→ Given request:
Copy each of the items below word for word, with nothing changed.

** begin Extracted information **

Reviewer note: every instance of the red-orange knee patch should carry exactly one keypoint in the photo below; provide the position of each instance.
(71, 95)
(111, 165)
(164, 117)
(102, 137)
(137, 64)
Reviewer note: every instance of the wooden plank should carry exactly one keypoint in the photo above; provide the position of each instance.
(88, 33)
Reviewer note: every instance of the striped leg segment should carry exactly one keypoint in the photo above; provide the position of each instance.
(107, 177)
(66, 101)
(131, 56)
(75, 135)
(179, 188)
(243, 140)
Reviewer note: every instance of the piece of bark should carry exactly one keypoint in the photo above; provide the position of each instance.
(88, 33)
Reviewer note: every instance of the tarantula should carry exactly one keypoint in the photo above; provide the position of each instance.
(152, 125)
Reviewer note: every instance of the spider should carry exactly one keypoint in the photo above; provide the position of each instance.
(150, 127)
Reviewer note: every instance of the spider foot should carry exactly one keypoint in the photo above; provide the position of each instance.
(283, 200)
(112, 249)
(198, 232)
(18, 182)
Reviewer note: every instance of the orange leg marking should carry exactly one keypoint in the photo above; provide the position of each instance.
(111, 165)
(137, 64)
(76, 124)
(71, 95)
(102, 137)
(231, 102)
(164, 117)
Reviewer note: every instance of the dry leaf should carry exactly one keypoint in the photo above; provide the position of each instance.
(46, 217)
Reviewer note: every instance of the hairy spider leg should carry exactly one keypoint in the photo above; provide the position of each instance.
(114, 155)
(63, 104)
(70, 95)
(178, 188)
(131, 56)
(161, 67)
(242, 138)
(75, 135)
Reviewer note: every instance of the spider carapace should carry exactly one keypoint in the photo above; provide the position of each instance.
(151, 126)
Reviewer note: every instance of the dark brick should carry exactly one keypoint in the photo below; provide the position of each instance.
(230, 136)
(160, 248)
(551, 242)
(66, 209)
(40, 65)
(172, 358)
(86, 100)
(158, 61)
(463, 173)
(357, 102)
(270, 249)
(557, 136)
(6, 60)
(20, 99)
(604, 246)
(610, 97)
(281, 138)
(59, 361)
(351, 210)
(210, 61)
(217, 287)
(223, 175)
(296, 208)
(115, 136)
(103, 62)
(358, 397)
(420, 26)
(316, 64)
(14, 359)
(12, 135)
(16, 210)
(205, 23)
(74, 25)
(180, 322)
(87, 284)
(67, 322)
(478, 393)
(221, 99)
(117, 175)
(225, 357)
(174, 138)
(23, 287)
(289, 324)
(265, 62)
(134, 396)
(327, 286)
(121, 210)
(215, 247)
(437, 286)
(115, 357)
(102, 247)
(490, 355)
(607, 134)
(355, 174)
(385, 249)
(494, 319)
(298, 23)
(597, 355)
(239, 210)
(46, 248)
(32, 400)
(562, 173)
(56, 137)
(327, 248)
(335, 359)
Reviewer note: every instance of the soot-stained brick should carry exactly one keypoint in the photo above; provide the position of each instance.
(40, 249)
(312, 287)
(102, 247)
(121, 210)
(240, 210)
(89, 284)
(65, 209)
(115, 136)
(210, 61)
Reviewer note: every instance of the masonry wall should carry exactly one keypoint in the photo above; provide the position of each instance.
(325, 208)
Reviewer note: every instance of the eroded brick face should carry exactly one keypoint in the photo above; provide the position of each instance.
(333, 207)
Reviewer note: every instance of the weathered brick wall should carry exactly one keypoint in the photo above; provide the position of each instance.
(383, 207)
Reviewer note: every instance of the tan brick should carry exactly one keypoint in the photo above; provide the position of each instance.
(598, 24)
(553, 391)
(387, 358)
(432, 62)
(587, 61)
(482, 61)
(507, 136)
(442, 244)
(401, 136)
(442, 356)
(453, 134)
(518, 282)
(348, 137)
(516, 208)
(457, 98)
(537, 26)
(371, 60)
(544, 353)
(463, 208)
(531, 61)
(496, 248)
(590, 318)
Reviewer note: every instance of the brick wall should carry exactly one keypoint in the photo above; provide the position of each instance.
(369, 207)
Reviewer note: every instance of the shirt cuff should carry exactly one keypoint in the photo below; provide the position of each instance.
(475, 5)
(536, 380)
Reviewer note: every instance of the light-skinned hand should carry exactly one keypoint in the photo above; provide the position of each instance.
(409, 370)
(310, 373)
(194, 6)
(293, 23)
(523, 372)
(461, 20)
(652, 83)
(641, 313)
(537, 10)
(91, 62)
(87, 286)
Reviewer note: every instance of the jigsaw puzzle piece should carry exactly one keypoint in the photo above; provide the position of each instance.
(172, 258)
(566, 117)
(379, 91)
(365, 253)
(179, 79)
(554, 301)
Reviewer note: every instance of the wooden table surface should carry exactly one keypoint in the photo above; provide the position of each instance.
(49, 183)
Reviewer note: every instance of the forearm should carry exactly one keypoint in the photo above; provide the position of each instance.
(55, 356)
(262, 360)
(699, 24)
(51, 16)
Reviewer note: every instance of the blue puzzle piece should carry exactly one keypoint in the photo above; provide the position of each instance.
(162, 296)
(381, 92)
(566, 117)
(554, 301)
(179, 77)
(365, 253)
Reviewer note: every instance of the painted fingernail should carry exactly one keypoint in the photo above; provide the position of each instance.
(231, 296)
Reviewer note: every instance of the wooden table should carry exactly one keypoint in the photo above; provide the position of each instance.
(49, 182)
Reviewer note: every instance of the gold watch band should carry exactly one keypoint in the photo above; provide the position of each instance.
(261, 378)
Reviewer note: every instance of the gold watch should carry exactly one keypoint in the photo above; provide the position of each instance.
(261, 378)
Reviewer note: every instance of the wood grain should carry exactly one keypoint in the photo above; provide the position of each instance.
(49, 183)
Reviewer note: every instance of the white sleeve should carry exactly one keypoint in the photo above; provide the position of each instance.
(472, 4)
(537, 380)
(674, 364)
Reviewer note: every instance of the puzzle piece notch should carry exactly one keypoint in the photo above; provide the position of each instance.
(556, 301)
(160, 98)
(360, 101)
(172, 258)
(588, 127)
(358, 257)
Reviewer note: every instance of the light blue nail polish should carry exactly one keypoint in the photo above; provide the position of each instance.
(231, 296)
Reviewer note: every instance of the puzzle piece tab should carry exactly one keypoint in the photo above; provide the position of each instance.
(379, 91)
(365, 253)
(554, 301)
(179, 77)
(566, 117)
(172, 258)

** end Extracted information **

→ Answer to the problem:
Reviewer note: every instance of the red-orange knee patch should carry exactly one keypoint in the photo below; provide the position of each instance.
(71, 95)
(111, 165)
(164, 117)
(102, 137)
(137, 64)
Reviewer note: every instance of the wooden plank should carry exactly one keypoint in the photo above; provide the position of each instance.
(88, 33)
Reviewer note: every instance of the striped leg segment should carry exactly one keypoint in the photo above; provide the position of each instance.
(107, 177)
(66, 101)
(131, 56)
(75, 135)
(179, 188)
(243, 140)
Reviewer note: every instance of the piece of bark should carry exactly one keypoint in the photo above; provide the position of each instance.
(88, 33)
Reviewer note: every instance of the tarantula should carry exactly one keypoint in the photo above; provide the position of each instance.
(152, 125)
Reviewer note: every instance of the spider should carry exactly one keypoint in the photo above; provide the position of each instance.
(150, 127)
Reviewer note: every instance of the spider foot should carry exactly one keypoint in the photo above; provide the position of each instance.
(283, 200)
(112, 249)
(198, 232)
(18, 182)
Reviewer note: every instance of the orange leg marking should carry exactly one keypoint in the photo above; provide the position of each instance.
(111, 165)
(137, 64)
(76, 124)
(71, 95)
(102, 137)
(231, 102)
(164, 117)
Reviewer note: every instance of the dry leaf should carry exactly one keypoint in the photo above; provide the position of each instance.
(46, 217)
Reviewer note: every instance of the hairy spider leg should carry exactly one keypoint in the photo above; provide the position of each instance.
(114, 155)
(63, 104)
(70, 95)
(178, 188)
(131, 56)
(161, 67)
(242, 138)
(75, 135)
Reviewer note: every instance of the spider carapace should carry exactly one keypoint in the photo above; provide the position of each instance.
(151, 126)
Reviewer note: every instance of the dark brick should carry exactly one keypoint in the photo below; provide the position of each instance.
(230, 136)
(160, 248)
(551, 242)
(66, 209)
(40, 65)
(172, 358)
(86, 100)
(158, 61)
(463, 173)
(357, 102)
(270, 249)
(557, 136)
(6, 60)
(20, 99)
(604, 246)
(610, 97)
(281, 138)
(59, 361)
(351, 210)
(210, 61)
(217, 287)
(223, 175)
(296, 208)
(115, 136)
(103, 62)
(358, 397)
(420, 26)
(316, 64)
(14, 359)
(12, 135)
(16, 210)
(205, 23)
(74, 25)
(180, 322)
(87, 284)
(67, 322)
(478, 393)
(221, 99)
(117, 175)
(225, 357)
(174, 138)
(23, 287)
(289, 324)
(265, 62)
(134, 396)
(327, 286)
(121, 210)
(215, 247)
(437, 286)
(115, 357)
(102, 247)
(490, 355)
(607, 134)
(355, 174)
(385, 249)
(494, 319)
(298, 23)
(597, 355)
(239, 210)
(46, 248)
(32, 400)
(562, 173)
(56, 137)
(327, 248)
(335, 359)
Reviewer note: every instance of the soot-stained brick should carry exactly one keypoint in the photo above; provide the position of each instance.
(40, 249)
(312, 287)
(102, 247)
(121, 210)
(240, 210)
(89, 284)
(65, 209)
(115, 136)
(210, 61)
Reviewer note: every instance of the masonry wall should carry exactly one keypoint in the photo above; provide the position of each instance.
(325, 208)
Reviewer note: every instance of the eroded brick face should carry exactly one keypoint in the photo above; provide the position of each instance.
(333, 207)
Reviewer note: every instance of the weathered brick wall should carry exactly one keypoint in the photo above; provide the position of each instance.
(383, 207)
Reviewer note: every instance of the tan brick should carry exactly one keypoint in the photo above; provide the position of each instance.
(598, 24)
(553, 391)
(387, 358)
(432, 62)
(587, 61)
(482, 61)
(507, 136)
(442, 244)
(401, 136)
(442, 356)
(453, 134)
(518, 282)
(348, 137)
(516, 208)
(457, 98)
(537, 26)
(371, 60)
(544, 353)
(463, 208)
(531, 61)
(496, 248)
(590, 318)
Reviewer note: every instance of the brick wall should carry exactly one keypoint in the photo above; provide the position of each instance.
(369, 207)
Reviewer note: every instance of the shirt cuff should carry exactly one keypoint in the photo below; provide the position of each instance.
(475, 5)
(536, 380)
Reviewer note: every instance of the light-skinned hand should carry exactly one keypoint in the photo above; provide the position of each instance.
(409, 370)
(310, 373)
(194, 6)
(293, 23)
(523, 372)
(461, 20)
(652, 83)
(641, 313)
(537, 10)
(91, 62)
(87, 286)
Reviewer note: every instance of the jigsaw puzzle piece should carry exactly one keypoint in the photo above; provide the position of each instance.
(172, 258)
(566, 117)
(379, 91)
(365, 253)
(179, 79)
(554, 301)
Reviewer note: every instance of the wooden table surface should carry exactly one keypoint in the photo above; provide the position of each instance.
(49, 183)
Reviewer note: every instance of the forearm should carry exactly one keypoint in the photo above; provide the position of each instance.
(55, 356)
(262, 360)
(699, 24)
(51, 16)
Reviewer note: every instance of the blue puzzle piece should carry exactly one keypoint in the photo above; provide the position of each instance.
(162, 296)
(381, 92)
(566, 117)
(554, 301)
(179, 77)
(365, 253)
Reviewer note: every instance of the painted fingernail should carry exactly one keypoint in the photo above; provide the position of each instance.
(231, 296)
Reviewer note: every instance of the wooden table should carry exactly one keypoint in the photo above; provide the position of each instance.
(49, 182)
Reviewer note: every instance of the gold watch band should carry exactly one keypoint in the photo above; provide the position of each instance.
(261, 378)
Reviewer note: every instance of the gold watch should carry exactly one keypoint in the photo above; provide the position of each instance.
(261, 378)
Reviewer note: every instance of the wood grain should carry exactly one keypoint in the photo above; provide the position of each instance.
(49, 183)
Reviewer note: every instance of the white sleeve should carry exactly one keypoint in the photo above; provide the position of each instance.
(472, 4)
(537, 380)
(674, 364)
Reviewer note: every instance of the puzzle piece notch should carry exactly one keypoint in the photo above; provide the position of each instance.
(556, 301)
(160, 98)
(360, 101)
(172, 258)
(588, 127)
(358, 257)
Reviewer note: every instance of the light blue nail polish should carry exactly one keypoint in the photo above; provide the position of each instance.
(231, 296)
Reviewer note: every instance of the puzzle piece tab should carry exactly one keypoint in the photo above; provide the position of each instance.
(379, 91)
(365, 253)
(554, 301)
(179, 77)
(566, 117)
(172, 258)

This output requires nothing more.